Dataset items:
========================
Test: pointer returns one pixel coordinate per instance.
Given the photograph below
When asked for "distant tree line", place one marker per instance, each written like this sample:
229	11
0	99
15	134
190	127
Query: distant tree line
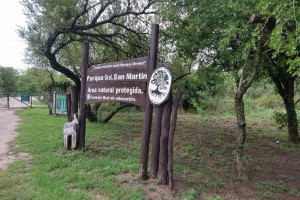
========================
Reproduce every line of the material above word for word, leaving out the pictures.

**CORRECT RESULT:**
Test: pointer returns one pixel coordinate per instance.
Given the photograph below
When asked for "distant tree line", place one marker per instance, each written like this sample:
229	11
0	99
15	134
190	127
Query: distant tree line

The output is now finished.